*** Opening Dataset ***

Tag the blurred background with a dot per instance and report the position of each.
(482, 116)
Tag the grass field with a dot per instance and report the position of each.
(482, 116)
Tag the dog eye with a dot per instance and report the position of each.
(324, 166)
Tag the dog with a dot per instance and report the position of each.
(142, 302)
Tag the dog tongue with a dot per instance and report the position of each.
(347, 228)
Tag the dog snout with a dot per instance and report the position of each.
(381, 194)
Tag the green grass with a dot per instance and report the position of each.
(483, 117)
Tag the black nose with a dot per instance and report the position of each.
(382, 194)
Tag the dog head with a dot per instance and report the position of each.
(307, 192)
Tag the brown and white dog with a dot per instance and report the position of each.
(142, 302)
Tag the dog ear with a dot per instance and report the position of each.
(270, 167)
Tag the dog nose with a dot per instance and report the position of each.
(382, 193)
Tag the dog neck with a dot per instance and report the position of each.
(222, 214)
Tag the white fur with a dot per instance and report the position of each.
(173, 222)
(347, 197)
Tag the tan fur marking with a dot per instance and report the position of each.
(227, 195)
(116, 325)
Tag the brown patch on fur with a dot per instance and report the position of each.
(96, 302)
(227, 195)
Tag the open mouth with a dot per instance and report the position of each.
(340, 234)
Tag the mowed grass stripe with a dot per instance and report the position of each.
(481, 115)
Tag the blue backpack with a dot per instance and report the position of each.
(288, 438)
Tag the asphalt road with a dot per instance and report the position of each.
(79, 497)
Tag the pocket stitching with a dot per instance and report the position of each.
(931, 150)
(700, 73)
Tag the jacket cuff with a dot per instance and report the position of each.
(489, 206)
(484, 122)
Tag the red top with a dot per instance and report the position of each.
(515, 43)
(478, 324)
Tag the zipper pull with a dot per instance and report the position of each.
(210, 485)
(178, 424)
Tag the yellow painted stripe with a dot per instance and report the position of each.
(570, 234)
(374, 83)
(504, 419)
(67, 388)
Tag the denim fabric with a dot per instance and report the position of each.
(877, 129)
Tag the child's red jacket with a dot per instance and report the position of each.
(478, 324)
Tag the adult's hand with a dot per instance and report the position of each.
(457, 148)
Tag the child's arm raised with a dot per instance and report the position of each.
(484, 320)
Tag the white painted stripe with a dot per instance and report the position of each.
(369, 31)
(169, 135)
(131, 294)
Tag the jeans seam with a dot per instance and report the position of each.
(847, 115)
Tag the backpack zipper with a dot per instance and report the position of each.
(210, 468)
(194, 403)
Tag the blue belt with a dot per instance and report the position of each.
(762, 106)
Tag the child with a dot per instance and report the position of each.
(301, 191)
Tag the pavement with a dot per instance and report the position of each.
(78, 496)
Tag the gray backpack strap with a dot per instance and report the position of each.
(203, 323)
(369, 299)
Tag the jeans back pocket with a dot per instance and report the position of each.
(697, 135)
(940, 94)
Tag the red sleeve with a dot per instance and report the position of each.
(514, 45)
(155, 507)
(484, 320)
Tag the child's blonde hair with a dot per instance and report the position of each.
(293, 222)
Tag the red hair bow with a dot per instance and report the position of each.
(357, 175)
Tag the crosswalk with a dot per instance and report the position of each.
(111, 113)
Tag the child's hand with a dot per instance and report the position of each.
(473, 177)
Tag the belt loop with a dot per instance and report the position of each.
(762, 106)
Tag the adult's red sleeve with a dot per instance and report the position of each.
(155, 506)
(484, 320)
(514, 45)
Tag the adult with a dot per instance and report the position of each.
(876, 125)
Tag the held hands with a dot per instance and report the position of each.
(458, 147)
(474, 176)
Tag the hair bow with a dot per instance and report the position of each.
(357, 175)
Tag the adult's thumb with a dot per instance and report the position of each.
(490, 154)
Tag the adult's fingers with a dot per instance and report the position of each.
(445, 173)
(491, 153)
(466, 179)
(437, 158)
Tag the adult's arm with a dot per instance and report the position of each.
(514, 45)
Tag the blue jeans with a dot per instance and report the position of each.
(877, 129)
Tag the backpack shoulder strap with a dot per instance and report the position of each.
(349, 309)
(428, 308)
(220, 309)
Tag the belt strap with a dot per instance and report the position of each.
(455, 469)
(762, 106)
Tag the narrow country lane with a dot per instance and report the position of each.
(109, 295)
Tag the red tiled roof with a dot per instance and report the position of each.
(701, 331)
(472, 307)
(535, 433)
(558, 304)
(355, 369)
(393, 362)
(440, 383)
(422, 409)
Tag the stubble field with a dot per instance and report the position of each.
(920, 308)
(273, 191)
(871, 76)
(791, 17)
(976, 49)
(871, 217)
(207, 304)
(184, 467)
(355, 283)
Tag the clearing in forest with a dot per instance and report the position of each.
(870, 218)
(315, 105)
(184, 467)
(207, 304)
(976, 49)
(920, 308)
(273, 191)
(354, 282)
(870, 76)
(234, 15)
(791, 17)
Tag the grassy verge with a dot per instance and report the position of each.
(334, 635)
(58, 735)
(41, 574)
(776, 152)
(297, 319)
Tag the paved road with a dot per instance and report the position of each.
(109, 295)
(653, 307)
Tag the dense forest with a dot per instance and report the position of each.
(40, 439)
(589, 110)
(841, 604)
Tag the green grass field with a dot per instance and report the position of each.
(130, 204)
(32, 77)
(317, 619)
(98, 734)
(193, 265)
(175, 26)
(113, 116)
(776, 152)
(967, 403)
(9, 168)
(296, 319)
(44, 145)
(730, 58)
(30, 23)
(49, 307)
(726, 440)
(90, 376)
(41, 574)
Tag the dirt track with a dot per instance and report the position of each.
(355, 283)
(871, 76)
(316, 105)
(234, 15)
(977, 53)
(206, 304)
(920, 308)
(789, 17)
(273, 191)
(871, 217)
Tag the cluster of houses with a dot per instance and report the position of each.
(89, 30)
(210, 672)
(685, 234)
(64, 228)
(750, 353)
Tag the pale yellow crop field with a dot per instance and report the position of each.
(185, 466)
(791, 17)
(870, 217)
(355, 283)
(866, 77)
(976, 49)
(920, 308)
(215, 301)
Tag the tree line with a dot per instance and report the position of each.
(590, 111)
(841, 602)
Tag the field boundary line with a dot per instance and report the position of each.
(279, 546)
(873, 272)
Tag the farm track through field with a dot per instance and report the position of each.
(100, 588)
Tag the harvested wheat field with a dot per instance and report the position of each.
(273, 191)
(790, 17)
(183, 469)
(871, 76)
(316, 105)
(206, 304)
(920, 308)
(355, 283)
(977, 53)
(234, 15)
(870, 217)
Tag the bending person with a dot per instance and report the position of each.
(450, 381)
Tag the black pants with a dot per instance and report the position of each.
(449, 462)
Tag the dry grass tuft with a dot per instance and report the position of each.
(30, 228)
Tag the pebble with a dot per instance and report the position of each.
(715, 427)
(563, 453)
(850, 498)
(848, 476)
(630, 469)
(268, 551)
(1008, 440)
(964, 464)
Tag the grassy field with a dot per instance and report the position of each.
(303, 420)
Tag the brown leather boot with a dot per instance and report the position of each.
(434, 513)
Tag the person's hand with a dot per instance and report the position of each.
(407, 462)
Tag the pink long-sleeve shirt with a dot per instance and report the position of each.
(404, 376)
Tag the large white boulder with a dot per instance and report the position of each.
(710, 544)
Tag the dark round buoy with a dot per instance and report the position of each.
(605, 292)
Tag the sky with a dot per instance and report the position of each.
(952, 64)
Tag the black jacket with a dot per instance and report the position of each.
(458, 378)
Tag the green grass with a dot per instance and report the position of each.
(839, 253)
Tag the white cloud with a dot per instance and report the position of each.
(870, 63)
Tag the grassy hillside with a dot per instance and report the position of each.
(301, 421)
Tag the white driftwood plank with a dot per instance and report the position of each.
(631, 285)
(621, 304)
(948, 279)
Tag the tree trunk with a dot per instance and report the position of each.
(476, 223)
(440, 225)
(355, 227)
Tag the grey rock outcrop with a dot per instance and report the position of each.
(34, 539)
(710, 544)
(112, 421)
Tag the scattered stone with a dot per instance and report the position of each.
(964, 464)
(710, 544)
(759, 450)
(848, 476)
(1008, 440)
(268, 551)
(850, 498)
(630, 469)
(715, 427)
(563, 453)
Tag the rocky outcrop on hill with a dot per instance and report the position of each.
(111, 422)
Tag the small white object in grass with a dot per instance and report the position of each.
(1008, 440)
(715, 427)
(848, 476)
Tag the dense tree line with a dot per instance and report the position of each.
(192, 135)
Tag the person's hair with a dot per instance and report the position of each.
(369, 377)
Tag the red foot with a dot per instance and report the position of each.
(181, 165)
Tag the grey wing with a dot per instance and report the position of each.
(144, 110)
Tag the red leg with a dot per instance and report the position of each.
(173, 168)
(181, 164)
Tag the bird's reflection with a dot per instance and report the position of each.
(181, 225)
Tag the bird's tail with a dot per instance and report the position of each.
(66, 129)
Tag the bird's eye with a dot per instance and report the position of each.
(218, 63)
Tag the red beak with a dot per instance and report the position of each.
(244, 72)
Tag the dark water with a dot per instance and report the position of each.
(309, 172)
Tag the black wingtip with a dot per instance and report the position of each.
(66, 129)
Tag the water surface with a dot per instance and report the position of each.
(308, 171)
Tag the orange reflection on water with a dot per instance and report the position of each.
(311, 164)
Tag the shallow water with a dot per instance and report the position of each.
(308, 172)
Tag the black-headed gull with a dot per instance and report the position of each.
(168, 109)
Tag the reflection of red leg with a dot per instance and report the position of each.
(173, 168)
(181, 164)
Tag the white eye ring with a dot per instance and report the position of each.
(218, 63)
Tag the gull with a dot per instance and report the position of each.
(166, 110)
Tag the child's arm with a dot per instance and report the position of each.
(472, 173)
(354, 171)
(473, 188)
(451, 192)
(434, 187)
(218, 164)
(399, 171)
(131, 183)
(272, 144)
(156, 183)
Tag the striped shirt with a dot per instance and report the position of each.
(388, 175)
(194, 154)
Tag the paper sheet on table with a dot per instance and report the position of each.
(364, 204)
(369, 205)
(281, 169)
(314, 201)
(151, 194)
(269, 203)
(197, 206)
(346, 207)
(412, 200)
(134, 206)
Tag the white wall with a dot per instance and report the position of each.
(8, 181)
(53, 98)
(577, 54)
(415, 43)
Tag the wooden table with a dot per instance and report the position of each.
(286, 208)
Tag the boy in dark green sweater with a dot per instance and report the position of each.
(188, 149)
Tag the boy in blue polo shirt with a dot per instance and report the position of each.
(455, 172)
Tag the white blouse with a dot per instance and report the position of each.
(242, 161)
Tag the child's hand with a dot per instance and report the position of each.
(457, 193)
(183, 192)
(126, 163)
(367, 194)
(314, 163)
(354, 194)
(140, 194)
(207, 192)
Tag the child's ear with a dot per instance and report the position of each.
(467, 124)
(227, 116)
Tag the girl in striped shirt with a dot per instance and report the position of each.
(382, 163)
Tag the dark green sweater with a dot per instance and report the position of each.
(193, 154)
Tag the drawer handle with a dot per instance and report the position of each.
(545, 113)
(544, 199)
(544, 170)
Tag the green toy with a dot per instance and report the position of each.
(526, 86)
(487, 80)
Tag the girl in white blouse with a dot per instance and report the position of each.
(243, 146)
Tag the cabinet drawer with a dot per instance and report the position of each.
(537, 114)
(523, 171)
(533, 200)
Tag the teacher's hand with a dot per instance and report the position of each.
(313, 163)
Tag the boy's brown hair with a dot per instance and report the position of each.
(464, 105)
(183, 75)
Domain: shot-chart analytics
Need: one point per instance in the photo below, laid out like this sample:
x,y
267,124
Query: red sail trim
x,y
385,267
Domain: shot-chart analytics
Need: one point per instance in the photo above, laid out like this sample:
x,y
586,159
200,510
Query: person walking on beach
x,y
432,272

*** Closing Dataset ***

=== Exercise goal ===
Please work out the number of lines in the listing that hold "point". Nothing besides the number is wanted.

=== Exercise response ===
2